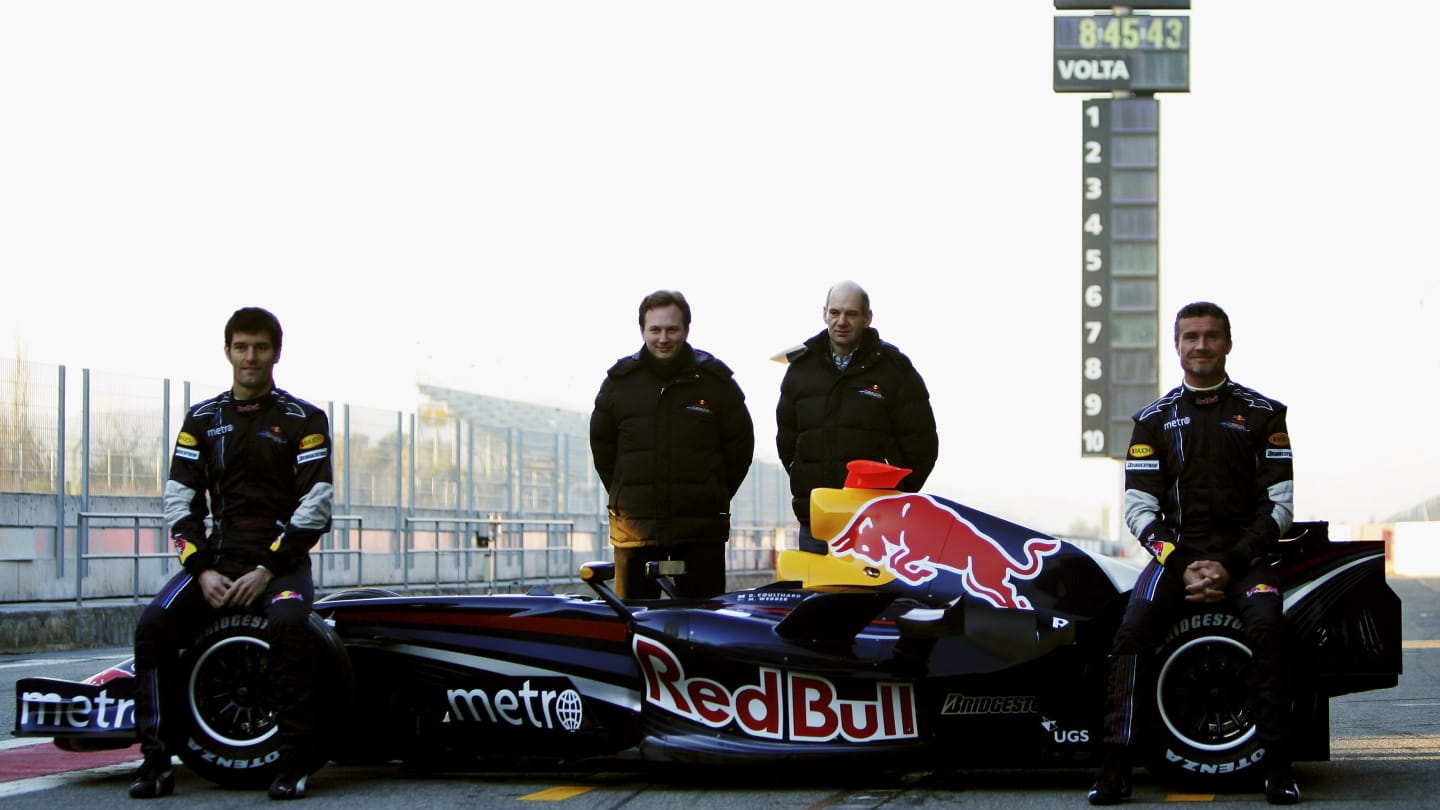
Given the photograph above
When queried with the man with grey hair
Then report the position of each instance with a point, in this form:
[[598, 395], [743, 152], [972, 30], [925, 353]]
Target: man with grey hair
[[847, 395]]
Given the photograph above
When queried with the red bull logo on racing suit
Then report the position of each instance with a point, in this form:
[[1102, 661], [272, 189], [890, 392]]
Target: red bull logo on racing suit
[[915, 538]]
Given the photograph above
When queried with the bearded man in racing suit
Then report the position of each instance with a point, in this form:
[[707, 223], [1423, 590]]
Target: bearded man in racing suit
[[1208, 493], [255, 460]]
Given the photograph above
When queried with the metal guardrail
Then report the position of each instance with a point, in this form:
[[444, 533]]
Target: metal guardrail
[[490, 546]]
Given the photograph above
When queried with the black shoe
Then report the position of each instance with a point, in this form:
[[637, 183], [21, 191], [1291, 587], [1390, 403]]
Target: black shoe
[[1113, 781], [153, 779], [1109, 789], [1280, 787], [290, 784]]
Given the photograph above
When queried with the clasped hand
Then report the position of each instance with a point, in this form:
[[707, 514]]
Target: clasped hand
[[1206, 581], [222, 591]]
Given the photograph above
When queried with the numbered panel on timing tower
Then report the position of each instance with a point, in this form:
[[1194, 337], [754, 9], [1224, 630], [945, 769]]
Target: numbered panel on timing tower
[[1119, 270]]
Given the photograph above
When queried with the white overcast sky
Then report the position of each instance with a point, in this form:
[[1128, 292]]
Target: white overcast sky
[[481, 192]]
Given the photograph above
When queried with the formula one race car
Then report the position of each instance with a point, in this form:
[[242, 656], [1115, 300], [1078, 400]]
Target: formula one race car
[[929, 636]]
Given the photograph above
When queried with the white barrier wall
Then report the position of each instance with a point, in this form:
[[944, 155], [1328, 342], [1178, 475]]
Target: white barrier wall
[[1416, 548]]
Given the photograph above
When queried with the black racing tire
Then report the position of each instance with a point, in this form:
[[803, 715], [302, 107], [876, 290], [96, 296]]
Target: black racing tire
[[1203, 724], [231, 737]]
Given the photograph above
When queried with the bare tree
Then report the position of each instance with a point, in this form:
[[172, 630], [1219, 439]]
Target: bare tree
[[26, 460]]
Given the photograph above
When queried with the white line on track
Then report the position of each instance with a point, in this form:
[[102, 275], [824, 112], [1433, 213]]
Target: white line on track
[[33, 784]]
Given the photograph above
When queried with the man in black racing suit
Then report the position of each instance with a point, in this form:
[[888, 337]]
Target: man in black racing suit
[[257, 463], [1208, 493]]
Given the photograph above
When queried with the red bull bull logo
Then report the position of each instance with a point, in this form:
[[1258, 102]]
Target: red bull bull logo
[[915, 538]]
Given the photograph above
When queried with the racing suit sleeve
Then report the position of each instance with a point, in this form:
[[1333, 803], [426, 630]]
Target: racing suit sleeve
[[314, 496], [604, 438], [185, 500], [1275, 490], [1144, 486], [913, 423], [736, 438]]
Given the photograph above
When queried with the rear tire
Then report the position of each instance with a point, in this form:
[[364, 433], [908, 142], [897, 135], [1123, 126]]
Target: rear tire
[[1203, 722]]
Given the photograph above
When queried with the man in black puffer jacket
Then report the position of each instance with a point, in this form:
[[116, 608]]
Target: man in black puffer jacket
[[850, 395], [671, 440]]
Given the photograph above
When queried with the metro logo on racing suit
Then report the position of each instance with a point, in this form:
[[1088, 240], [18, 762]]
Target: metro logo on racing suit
[[915, 538], [792, 706]]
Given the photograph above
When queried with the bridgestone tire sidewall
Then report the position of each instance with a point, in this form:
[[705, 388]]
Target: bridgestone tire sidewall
[[212, 748], [1185, 757]]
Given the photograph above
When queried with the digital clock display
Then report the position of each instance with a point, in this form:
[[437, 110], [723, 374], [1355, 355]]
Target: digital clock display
[[1122, 52], [1122, 32]]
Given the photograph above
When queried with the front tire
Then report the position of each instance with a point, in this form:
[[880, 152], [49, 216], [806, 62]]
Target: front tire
[[231, 735]]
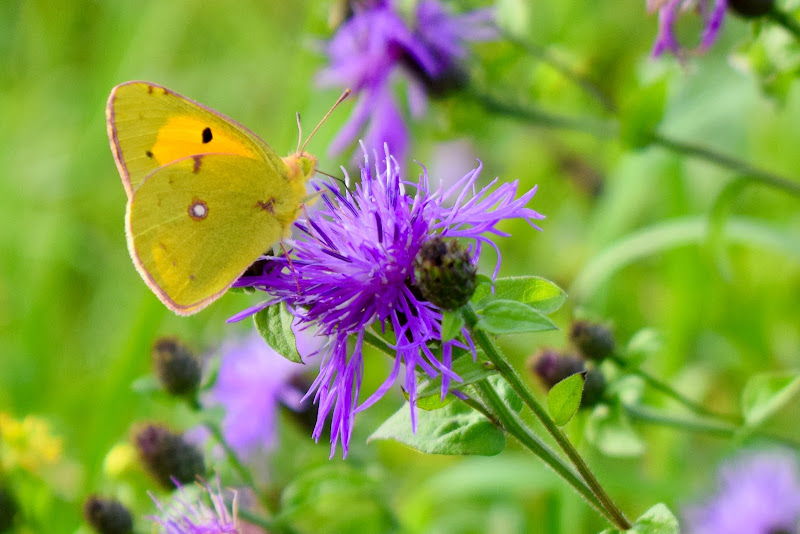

────────────────────────────────────────

# Goal
Render every line of the items above as a Markdown table with two columns, Row for the row number and Line for the text of that line, omitting any blank lines. Exclude the pictures from the answer.

# Answer to the exercise
| Row | Line |
|---|---|
| 1 | Given the photograph above |
| 2 | When queried with the man with grey hair |
| 3 | Then report the position of each instance with a point, in this form: |
| 4 | [[598, 395], [743, 152], [972, 30], [925, 353]] |
| 5 | Target: man with grey hair |
| 6 | [[847, 395]] |
| 7 | Given the photograph above |
| 8 | When queried with the red bull logo on racing suit |
| 9 | Then report the position of each instance with a point, in this form: |
| 10 | [[1102, 661], [272, 189], [890, 392]] |
| 11 | Target: red bull logo on racing suit |
| 12 | [[915, 538]] |
| 13 | Given the photograph above |
| 14 | When queried with the bearded man in racing suit |
| 15 | Then report the position of each instance with a point, in this form: |
| 16 | [[707, 223], [1423, 590]] |
| 17 | Target: bearded man in racing suit |
| 18 | [[1208, 493], [255, 460]] |
| 19 | Given the photograph above |
| 20 | When queried with the metal guardrail |
| 21 | Then report the position of each instance with a point, in this form: |
| 22 | [[444, 533]] |
| 23 | Target: metal guardrail |
| 24 | [[490, 546]] |
| 25 | Given the photograph above |
| 26 | When queried with the black shoe |
| 27 | Then report the position of each instance with a point, in this form: |
| 28 | [[637, 183], [21, 191], [1291, 587], [1390, 403]] |
| 29 | Target: black shoe |
| 30 | [[1113, 781], [153, 779], [1109, 789], [1280, 787], [290, 784]] |
| 31 | Given the photograph above |
| 32 | When queried with the clasped hand |
| 33 | Then report the position of each instance with a point, in this form: |
| 34 | [[707, 514]] |
| 35 | Target: clasped hand |
| 36 | [[1206, 581], [222, 591]] |
| 37 | Given the photograph above |
| 38 | When queried with the numbered panel on timing tower |
| 39 | Then report the position of each instance with a point, in this form: |
| 40 | [[1194, 337], [754, 9], [1224, 630], [945, 769]] |
| 41 | Target: numbered panel on timing tower |
| 42 | [[1119, 270]] |
| 43 | Given the photograph above |
| 44 | When queried with the white overcast sky |
| 45 | Then report the position of each instance with a point, in this form: |
| 46 | [[1128, 292]] |
| 47 | Target: white overcast sky |
| 48 | [[481, 192]] |
| 49 | Given the photograph above |
| 50 | When queried with the formula one race car |
| 51 | Then report the position of each instance with a point, in this form: |
| 52 | [[242, 656], [1115, 300], [1078, 400]] |
| 53 | Target: formula one race car |
| 54 | [[929, 636]] |
| 55 | Given the photograph above |
| 56 | When queried with the white barrier wall |
| 57 | Then report the position of each instance with a point, in this form: |
| 58 | [[944, 155], [1328, 342], [1178, 475]] |
| 59 | Target: white barrier wall |
| 60 | [[1416, 548]] |
| 61 | Given the photograph above |
| 62 | When queried with the black racing tire |
| 63 | Then report the position of each instance with a point, in this form: |
| 64 | [[803, 715], [302, 107], [876, 290], [96, 296]] |
| 65 | Target: black racing tire |
| 66 | [[1203, 724], [231, 737]] |
| 67 | Given the photograph above |
| 68 | When queried with the bare tree |
| 69 | Then report the position of each instance with a point, in this form: |
| 70 | [[172, 630], [1219, 439]] |
| 71 | Target: bare tree |
| 72 | [[26, 460]] |
| 73 | Given the photograph above |
| 74 | When queried with the white line on track |
| 75 | Then report the position of each instance with a point, in this form: |
| 76 | [[102, 275], [824, 112], [1433, 213]] |
| 77 | Target: white line on track |
| 78 | [[33, 784]] |
| 79 | Given the photograph above |
| 80 | When queried with the man in black racing suit |
| 81 | Then report the position of each instance with a point, in this form: |
| 82 | [[888, 337]] |
| 83 | Target: man in black racing suit |
| 84 | [[257, 463], [1208, 493]] |
| 85 | Given the photograph above |
| 86 | When queried with the red bull bull logo |
| 87 | Then report the position of each instance with a point, in this form: |
| 88 | [[1258, 102]] |
| 89 | Target: red bull bull logo |
| 90 | [[915, 538]] |
| 91 | Given the photograph above |
| 92 | When queried with the racing suit sleeve |
| 93 | Then report the position of each instance with a point, in this form: |
| 94 | [[1333, 803], [426, 630]] |
| 95 | Target: racing suit sleeve |
| 96 | [[314, 496], [604, 438], [185, 500], [1275, 490], [1144, 486], [913, 423], [736, 438]] |
| 97 | Given the photograph above |
| 98 | When queried with the rear tire |
| 99 | Then report the position of each instance with a point, in this form: |
| 100 | [[364, 433], [908, 142], [897, 135], [1123, 126]] |
| 101 | Target: rear tire |
| 102 | [[1203, 722]] |
| 103 | Given the photograph above |
| 104 | When queried with the man in black puffer jacket |
| 105 | Then report the position of each instance with a point, in this form: |
| 106 | [[116, 608]] |
| 107 | Target: man in black puffer jacket |
| 108 | [[850, 395], [671, 440]] |
| 109 | Given the photograph above |
| 110 | When queried with the metro logo on racing suit |
| 111 | Then report the position of each instance with a point, in this form: |
| 112 | [[1088, 240], [18, 762]] |
| 113 | Target: metro logo on racing suit |
| 114 | [[915, 538], [792, 706]] |
| 115 | Given the photograph above |
| 116 | When queried with the bridgestone tire sidewall |
| 117 | Then report the position of each instance with a point, in this form: |
| 118 | [[705, 388]] |
| 119 | Target: bridgestone tire sidewall |
| 120 | [[212, 748], [1185, 757]] |
| 121 | Given the photograph above |
| 122 | When queried with the digital clock display |
| 123 | Then report the position of each instance with a point, in this form: |
| 124 | [[437, 110], [723, 374], [1355, 355]] |
| 125 | Target: digital clock display |
| 126 | [[1122, 52], [1122, 32]] |
| 127 | Given the photograph above |
| 128 | When queried with the front tire |
| 129 | Then report the position of each instance with a point, in this form: |
| 130 | [[880, 152], [49, 216], [806, 62]] |
| 131 | Target: front tire |
| 132 | [[231, 735]] |